▶ _Exercise_:
How many of the rows below contain the string "above"? Reply with the number alone.

▶ _Source data_:

Begin

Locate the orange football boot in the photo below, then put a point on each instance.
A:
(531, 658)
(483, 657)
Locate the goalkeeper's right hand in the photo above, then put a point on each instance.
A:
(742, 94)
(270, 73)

End
Begin

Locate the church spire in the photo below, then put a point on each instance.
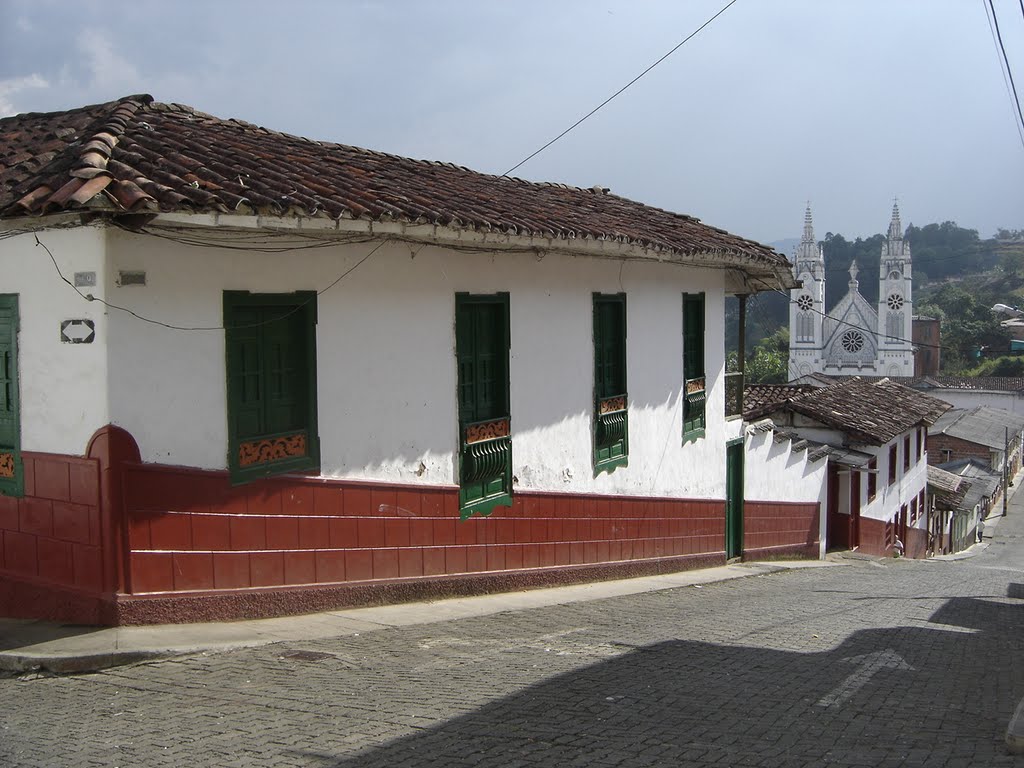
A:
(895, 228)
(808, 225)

End
Begin

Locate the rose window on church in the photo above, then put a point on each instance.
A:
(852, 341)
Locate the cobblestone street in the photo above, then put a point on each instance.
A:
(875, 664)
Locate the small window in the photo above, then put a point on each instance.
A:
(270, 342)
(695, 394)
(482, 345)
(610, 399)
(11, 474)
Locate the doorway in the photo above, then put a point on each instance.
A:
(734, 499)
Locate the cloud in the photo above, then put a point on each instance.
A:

End

▶ _Worked solution_:
6